◆ SELECTED TEXT
Allopathy practitioners may be up in arms against the Maharashtra state government’s move to allow homeopaths to prescribe Allopathy medicines, but if the number of doctors registered annually across India is any indication, alternative medicine clearly dominates the scene. Of the seven lakh doctors who register on an average in India every year, only 3-4% are allopaths. Ayurveds and homeopaths make up the largest chunk.
There were nearly 13 Ayurveds and seven homeopaths registered in the country for every allopath who signed up with their respective medical councils in 2011, reveals an analysis of the latest data from the ministry of health and family welfare. In other words, there were over four lakh Ayurveds and two lakh homeopaths registered in India for 33,000-odd allopaths across the country.

◆ LISTED RECORDS

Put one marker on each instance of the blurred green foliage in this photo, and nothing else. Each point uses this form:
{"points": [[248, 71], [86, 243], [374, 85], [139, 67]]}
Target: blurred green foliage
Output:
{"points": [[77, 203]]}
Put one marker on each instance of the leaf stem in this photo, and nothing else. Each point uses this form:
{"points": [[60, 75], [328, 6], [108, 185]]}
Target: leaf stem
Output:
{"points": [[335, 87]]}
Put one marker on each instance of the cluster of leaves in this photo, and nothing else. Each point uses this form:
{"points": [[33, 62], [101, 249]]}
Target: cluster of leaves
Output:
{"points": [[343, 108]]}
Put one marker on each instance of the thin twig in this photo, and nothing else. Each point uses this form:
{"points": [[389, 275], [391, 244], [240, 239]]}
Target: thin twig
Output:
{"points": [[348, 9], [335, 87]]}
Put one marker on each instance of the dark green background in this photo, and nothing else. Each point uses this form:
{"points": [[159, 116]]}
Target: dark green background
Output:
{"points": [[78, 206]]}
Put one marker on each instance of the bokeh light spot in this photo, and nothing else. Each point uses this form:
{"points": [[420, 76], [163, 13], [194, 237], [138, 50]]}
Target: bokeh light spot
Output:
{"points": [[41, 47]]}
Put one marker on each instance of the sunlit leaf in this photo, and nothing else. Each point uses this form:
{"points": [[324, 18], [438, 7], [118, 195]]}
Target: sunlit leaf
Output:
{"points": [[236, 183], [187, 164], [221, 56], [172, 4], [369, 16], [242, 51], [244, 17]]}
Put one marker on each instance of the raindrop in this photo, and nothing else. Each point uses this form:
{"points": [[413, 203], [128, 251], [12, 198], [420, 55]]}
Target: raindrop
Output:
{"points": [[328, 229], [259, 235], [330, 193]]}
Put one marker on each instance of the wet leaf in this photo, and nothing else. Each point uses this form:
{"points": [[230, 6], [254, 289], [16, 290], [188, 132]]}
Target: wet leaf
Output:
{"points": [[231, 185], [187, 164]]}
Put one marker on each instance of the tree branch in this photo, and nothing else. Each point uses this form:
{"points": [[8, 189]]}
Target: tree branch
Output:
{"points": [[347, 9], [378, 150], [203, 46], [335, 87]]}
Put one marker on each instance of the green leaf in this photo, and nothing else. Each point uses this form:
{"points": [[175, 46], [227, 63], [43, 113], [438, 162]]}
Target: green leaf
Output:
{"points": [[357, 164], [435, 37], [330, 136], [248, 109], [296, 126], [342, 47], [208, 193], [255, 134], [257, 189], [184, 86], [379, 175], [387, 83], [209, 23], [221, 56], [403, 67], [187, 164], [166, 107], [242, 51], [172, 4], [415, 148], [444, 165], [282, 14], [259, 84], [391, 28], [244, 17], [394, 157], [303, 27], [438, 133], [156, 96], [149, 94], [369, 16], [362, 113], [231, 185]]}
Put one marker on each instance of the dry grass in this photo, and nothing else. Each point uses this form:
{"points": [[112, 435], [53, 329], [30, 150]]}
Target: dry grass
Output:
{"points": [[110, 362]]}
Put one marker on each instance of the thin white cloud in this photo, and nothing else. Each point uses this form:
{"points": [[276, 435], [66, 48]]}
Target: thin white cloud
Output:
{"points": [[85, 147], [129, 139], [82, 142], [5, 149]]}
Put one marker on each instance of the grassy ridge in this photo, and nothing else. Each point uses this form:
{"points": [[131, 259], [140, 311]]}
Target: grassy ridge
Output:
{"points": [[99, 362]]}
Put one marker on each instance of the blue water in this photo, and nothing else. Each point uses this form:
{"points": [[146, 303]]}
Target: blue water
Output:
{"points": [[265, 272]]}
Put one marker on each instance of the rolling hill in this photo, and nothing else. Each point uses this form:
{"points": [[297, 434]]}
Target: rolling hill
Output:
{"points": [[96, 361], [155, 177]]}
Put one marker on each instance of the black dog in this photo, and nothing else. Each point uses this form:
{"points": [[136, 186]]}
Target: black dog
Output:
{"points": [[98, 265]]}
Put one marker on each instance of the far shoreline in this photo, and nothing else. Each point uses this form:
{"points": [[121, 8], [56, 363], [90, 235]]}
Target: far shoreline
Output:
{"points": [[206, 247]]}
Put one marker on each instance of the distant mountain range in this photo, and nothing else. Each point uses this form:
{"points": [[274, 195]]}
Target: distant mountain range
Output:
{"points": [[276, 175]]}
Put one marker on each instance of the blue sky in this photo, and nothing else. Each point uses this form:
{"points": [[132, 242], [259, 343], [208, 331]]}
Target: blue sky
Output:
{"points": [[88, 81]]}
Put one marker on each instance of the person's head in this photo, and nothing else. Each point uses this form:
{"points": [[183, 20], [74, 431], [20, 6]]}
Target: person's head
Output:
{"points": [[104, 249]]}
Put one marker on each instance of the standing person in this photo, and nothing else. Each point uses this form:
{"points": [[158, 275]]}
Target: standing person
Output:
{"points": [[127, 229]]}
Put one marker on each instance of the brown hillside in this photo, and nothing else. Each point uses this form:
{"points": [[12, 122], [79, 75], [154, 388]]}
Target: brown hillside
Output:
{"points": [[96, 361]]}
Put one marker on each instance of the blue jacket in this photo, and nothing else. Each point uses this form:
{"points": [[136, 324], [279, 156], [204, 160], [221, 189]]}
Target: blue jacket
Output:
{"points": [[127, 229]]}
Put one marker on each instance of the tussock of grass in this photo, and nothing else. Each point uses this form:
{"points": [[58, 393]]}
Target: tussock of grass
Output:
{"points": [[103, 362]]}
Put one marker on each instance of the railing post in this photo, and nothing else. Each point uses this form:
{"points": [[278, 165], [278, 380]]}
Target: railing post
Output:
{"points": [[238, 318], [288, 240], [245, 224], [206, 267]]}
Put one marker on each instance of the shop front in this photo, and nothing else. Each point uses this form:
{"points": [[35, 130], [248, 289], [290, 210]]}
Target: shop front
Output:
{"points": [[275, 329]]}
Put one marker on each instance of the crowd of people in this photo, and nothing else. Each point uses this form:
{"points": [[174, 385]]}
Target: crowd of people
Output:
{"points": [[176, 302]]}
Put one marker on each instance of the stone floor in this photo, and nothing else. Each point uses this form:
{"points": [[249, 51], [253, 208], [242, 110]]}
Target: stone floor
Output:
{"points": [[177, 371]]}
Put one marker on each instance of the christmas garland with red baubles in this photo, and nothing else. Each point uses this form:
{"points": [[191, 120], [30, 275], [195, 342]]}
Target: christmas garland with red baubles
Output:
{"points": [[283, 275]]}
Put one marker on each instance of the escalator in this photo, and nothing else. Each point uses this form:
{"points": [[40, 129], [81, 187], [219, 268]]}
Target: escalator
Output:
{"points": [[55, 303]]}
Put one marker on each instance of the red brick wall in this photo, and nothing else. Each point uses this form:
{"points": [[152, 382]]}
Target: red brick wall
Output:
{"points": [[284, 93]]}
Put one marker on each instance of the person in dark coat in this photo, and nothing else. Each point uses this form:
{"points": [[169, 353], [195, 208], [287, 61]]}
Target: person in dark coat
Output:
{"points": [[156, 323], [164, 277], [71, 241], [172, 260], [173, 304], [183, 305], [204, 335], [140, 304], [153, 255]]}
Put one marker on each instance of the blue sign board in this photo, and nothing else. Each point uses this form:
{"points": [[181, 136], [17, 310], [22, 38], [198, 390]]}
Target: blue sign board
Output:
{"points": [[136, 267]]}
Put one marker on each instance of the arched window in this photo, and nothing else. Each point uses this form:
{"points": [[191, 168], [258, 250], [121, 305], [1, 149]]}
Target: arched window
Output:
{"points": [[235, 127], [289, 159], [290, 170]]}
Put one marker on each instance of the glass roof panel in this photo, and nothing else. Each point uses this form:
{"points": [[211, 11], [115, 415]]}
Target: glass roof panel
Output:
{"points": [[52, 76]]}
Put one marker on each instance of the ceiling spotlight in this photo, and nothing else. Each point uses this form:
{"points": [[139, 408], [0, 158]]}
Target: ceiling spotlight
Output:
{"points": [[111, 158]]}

◆ TASK LIST
a) Copy everything from "There were nearly" down to "across the country." in the passage on doctor registrations in India.
b) Which kinds of medical practitioners does the passage on doctor registrations in India name? List each kind once.
c) Continue the passage on doctor registrations in India from its last sentence.

◆ ANSWERS IN ORDER
a)
There were nearly 13 Ayurveds and seven homeopaths registered in the country for every allopath who signed up with their respective medical councils in 2011, reveals an analysis of the latest data from the ministry of health and family welfare. In other words, there were over four lakh Ayurveds and two lakh homeopaths registered in India for 33,000-odd allopaths across the country.

b)
Allopaths
Ayurveds
Homeopaths

c)
Maharashtra state government decision is to allow homeopaths to prescribe allopathic medicines if they completed a one-year bridge course in pharmacology. But the doctors of Indian Medical Association (IMA) feel that it is a retrograde step. Doctors attached to Indian Medical Association (IMA) and Maharashtra Association of Resident Doctors (MARD) wore black ribbons to flay the state government’s decision.
Allopaths feel all-India statistics reveal the government’s longstanding pro-AYUSH thrust at the cost of allopathic education. However, practitioners of alternative medicine believe the figures strengthen their demand for combined practice.